• _Work to be completed_: In the entries below, rewrite the part that opens with the line containing "Scouting task: drop one point on every instance of the mosaic" and closes with the line containing "[(317, 168)]", replacing "wave pattern" with "tile pattern" and leaving everything else as it is.
--------------------------------
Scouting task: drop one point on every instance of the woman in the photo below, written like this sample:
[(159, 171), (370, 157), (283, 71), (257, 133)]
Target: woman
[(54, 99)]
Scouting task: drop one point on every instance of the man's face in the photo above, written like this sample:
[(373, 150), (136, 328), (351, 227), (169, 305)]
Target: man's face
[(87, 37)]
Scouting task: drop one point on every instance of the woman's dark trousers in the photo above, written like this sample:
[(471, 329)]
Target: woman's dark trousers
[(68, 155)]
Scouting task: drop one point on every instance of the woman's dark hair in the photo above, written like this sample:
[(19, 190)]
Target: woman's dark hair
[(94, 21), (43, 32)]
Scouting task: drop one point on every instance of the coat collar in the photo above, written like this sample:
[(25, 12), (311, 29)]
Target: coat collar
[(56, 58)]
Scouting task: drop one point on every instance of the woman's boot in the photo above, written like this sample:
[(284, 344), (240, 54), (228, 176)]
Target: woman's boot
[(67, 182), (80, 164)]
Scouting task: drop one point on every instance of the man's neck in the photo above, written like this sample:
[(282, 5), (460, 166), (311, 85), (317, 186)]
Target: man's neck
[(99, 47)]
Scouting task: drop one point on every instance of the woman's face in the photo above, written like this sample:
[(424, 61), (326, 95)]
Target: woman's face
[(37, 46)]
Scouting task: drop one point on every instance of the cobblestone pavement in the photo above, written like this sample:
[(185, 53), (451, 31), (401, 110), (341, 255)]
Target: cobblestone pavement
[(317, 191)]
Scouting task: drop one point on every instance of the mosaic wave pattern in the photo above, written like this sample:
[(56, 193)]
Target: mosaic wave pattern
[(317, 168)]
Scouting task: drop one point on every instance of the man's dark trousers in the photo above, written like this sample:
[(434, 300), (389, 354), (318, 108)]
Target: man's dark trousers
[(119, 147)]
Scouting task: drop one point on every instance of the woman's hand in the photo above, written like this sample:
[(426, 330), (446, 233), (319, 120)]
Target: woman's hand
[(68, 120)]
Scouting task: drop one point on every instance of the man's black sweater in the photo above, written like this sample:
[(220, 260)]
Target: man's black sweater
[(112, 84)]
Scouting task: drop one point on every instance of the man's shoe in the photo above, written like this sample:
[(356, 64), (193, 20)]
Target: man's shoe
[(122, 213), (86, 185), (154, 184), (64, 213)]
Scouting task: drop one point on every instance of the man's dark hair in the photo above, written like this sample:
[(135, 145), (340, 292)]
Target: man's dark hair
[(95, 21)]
--------------------------------
• _Exercise result_:
Scouting task: drop one point on every instance of the mosaic tile pattern in the photo above, written like this sample:
[(56, 193)]
Target: mosaic tile pattern
[(317, 168)]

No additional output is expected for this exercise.